++++ Source material

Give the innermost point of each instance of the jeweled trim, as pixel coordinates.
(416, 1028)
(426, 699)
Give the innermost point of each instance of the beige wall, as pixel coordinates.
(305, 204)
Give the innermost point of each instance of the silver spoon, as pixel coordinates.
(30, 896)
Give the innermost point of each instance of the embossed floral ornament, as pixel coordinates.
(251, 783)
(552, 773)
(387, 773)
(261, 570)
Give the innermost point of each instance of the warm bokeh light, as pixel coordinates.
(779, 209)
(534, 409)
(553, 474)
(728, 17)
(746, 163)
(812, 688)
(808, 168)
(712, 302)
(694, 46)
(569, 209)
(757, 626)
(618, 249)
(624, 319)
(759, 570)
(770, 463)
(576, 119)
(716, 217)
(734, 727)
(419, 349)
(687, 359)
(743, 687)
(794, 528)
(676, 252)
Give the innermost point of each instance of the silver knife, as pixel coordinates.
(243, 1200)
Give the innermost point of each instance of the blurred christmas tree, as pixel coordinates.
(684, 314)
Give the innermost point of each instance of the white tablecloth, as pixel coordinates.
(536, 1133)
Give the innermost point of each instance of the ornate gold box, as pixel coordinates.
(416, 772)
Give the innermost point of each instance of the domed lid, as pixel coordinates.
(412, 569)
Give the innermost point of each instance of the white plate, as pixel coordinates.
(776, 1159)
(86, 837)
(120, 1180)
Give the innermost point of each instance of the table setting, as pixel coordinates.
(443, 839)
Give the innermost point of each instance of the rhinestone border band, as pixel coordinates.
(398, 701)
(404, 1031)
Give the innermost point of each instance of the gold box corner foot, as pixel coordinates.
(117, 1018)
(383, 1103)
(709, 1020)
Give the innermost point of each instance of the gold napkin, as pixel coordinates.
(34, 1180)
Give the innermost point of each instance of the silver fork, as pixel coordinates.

++++++++

- What is required
Lay out every line of the entries above as a numbered list, omitting any blank lines.

- Response below
1. Give the innermost point of each instance of the jeweled trim, as pixel coordinates.
2. (416, 1028)
3. (426, 699)
4. Give the innermost point of each instance of the beige wall, as pixel coordinates.
5. (305, 204)
6. Give the innermost point of each instance of the silver spoon, as pixel coordinates.
7. (30, 896)
8. Give the innermost point of each instance of the embossed floral ornament, as pixel coordinates.
9. (251, 783)
10. (552, 773)
11. (387, 773)
12. (261, 570)
13. Give the innermost point of each instance of the warm bokeh light, as pixel coordinates.
14. (779, 209)
15. (534, 409)
16. (553, 474)
17. (728, 17)
18. (746, 163)
19. (812, 688)
20. (808, 168)
21. (712, 302)
22. (694, 46)
23. (569, 209)
24. (757, 626)
25. (618, 249)
26. (624, 319)
27. (759, 570)
28. (770, 463)
29. (576, 119)
30. (716, 217)
31. (734, 727)
32. (419, 349)
33. (687, 359)
34. (743, 687)
35. (794, 528)
36. (676, 252)
37. Give the innermost point of each instance of the silver knife, as pixel coordinates.
38. (243, 1200)
39. Give the innermost point of each instance of the blurred christmas tree, as pixel coordinates.
40. (684, 314)
41. Give the innermost point of each instance of the white tablecloth, as pixel coordinates.
42. (536, 1133)
43. Give the innermost point of each instance of the ornate gold box, as pixel coordinates.
44. (416, 772)
45. Give the innermost point of each instance of the domed lid, as pixel coordinates.
46. (412, 569)
47. Give the innermost point of each instance of the white plate, as pixel coordinates.
48. (776, 1159)
49. (86, 837)
50. (120, 1180)
51. Give the innermost point of each instance of the table setting, as pixel coordinates.
52. (443, 839)
53. Give the innermost point of each instance of the rhinestone border band, as pixel coordinates.
54. (398, 701)
55. (404, 1031)
56. Give the innermost point of each instance of the gold box corner foot, as pixel coordinates.
57. (117, 1018)
58. (383, 1103)
59. (709, 1020)
60. Give the innermost point of each instance of the gold napkin, as pixel coordinates.
61. (34, 1180)
62. Give the innermost point of each instance of the silver fork, as pixel coordinates.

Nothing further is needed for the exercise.